Exercício proposto: No texto sobre os acidentes de trânsito em Belo Horizonte, quantas vigas da trincheira foram danificadas pela batida do braço da retroescavadeira?

Seção de texto:
══════════

Jornal Estado de Minas

Falta de ação leva a repetidos desastres no Complexo da Lagoinha e no Anel Rodoviário



Três acidentes que transformaram o princípio de semana em Belo Horizonte em um caos generalizado no trânsito – pelo menos um deles com consequências para os próximos dias – confrontaram motoristas e pedestres da capital com uma dura realidade: a falta de providências que faz com que problemas conhecidos se repitam indefinidamente. A segunda-feira desafiou a paciência de condutores tanto no acesso ao Centro de BH pelo Complexo da Lagoinha quanto na descida de seis quilômetros do Anel Rodoviário entre os bairros Olhos D’água e Betânia. Para piorar, duas ocorrências à tarde, em Contagem, agravaram ainda mais as condições de tráfego na região metropolitana da capital.

No primeiro acidente em BH, uma carreta que transportava uma retroescavadeira bateu nas vigas da trincheira entre o Túnel da Lagoinha e o Viaduto Oeste, ainda na noite de domingo. O quinto acidente do tipo desde que a obra foi inaugurada motivou o fechamento total das pistas, tanto em cima quanto embaixo da transposição. O motorista estava com a carteira vencida desde abril. O pórtico com limite de altura de 4,5 metros, a mesma da trincheira, poderia alertar o condutor, evitando que a carreta chegasse até a estrutura de concreto. Mas só existe na saída da Avenida Cristiano Machado, e não na Avenida Antônio Carlos, de onde veio o veículo de carga. Com o acidente e o fechamento de pistas, o resultado foram filas que se esticaram pelas avenidas Cristiano Machado, Antônio Carlos e Pedro II.

Já nos outros acidentes, um deles com morte, duas batidas na já temida e conhecida descida do Bairro Betânia, no Anel, escancararam mais uma vez a necessidade de reformas que nunca saem do papel e se arrastam há anos, ameaçando vidas e travando a rodovia a cada acidente, em um trecho que tem potencial para parar boa parte da Região Centro-Sul de Belo Horizonte (leia na página 14).

O acidente no Complexo da Lagoinha aconteceu ainda na noite de domingo.
Segundo a Terraplenagem Modelo, empresa dona da carreta e da retroescavadeira que atingiu as vigas da trincheira, houve um erro na acomodação da máquina, que seria levada do Bairro Santa Cruz, Nordeste da capital, a uma obra no Bairro Santo Agostinho, Centro-Sul de BH. O braço da escavadeira não foi colocado em altura inferior a 4,5 metros e o resultado foi uma pancada que danificou em maior ou menor grau pelo menos 15 das 20 vigas da trincheira entre o túnel e o Viaduto Oeste, nesse sentido.

══════════

Bloco de dados:
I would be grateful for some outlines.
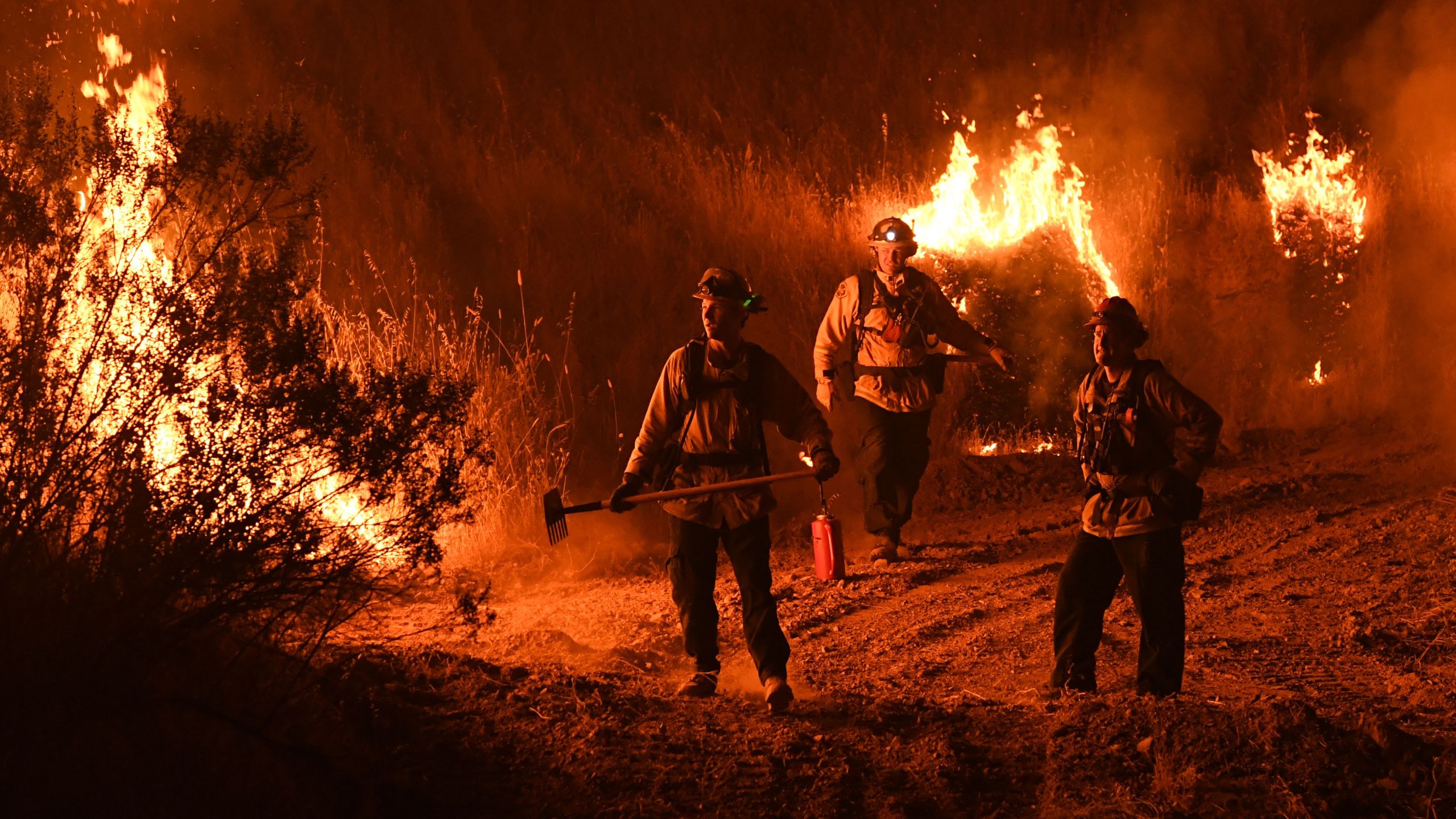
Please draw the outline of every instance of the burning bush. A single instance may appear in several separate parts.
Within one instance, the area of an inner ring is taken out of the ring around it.
[[[160,70],[86,92],[89,128],[42,80],[0,95],[9,702],[144,686],[198,644],[314,650],[441,560],[488,456],[464,380],[331,361],[297,122],[191,115]]]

══════════

Solução: Pelo menos 15 das 20 vigas da trincheira foram danificadas.